One aspect common to all these new content creators is that they understand not only the importance pitching to the right audience with appropriate tags and key-words, but also the need to keep their clips of just the right size - not too long, not too short.

This week the algorithm spirits led me to Navaneet Galagali who has a channel named "Rasaganga" for appreciating literature, poetry and music.  Perhaps it is my interest in Sanskrit that led YT to suggest Galagali's introduction to "Meghadootam", or the 'Cloud Messenger'. Written by Kalidasa, one of ancient India's greatest poets (5th century CE), Meghadoota, describes the plight of an exiled, lovelorn celestial (a Yaksha) who asks a passing cloud to carry a message to his beloved wife.

Sanskrit poetry can be dense and forbidding but Galagali introduces the Meghadoota beautifully in two short clips. Initially I was a bit skeptical when he started off with his Yankee accent but got hooked the moment he switched to reciting stanzas from "Purva Megha" (Eastern Cloud).

==*==

Short exercise 1: According to the passage on Navaneet Galagali's channel, who wrote the Meghadootam?
The passage and the records come from unrelated sources.

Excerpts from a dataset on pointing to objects
==*==

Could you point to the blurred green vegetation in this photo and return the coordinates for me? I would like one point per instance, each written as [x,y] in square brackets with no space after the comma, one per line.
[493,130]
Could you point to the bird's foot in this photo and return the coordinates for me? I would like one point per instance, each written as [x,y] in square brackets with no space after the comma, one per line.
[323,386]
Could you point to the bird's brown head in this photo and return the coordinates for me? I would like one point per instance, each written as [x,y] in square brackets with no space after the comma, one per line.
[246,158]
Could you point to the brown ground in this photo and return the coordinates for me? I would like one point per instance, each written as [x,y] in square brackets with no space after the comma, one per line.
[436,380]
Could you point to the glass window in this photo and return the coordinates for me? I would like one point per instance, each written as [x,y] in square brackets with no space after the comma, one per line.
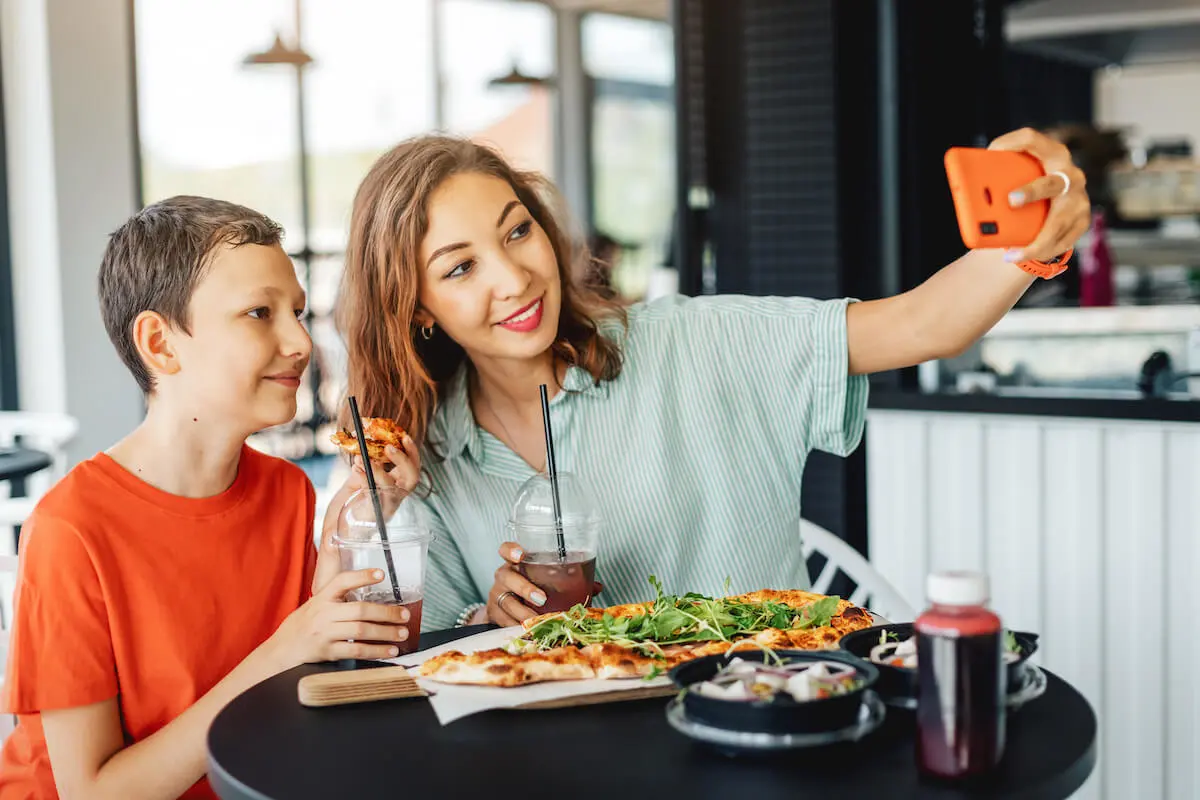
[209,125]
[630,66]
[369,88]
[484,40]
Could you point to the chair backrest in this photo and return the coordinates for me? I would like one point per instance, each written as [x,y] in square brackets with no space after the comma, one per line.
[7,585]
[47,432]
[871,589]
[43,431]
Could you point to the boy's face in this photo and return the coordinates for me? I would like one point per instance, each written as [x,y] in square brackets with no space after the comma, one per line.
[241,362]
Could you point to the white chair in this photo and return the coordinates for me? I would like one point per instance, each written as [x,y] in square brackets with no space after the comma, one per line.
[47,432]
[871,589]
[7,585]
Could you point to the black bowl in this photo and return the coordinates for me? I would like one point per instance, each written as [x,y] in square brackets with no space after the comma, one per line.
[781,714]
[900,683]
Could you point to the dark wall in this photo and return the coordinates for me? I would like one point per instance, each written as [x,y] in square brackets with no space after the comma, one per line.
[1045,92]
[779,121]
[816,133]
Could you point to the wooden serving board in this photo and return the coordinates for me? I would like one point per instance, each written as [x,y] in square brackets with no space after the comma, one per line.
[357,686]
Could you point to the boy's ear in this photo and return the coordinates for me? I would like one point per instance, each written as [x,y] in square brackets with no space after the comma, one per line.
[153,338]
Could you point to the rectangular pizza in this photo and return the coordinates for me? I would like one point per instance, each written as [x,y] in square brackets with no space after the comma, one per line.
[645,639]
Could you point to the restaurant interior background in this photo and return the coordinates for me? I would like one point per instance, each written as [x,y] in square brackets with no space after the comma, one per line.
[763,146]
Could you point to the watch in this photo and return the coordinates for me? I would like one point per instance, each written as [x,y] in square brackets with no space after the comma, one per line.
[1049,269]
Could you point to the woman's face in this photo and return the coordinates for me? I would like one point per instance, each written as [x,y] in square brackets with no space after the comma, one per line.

==*==

Short exercise 2: Print the stretch of the records from the line containing "Could you point to the watch" through the end of the records, reproducing each line without changes.

Task answer 1: Kalidasa.

Task answer 2:
Could you point to the watch in this photo and return the coordinates for me? I would like one point per instance, each written as [x,y] in square brackets with no space after the comma, one per line.
[1049,269]
Could you point to the woman's face in this photo and return the coordinates for me? I would like one point per instance, each written as [x,y] in square brackets with no space after the comma, one per line.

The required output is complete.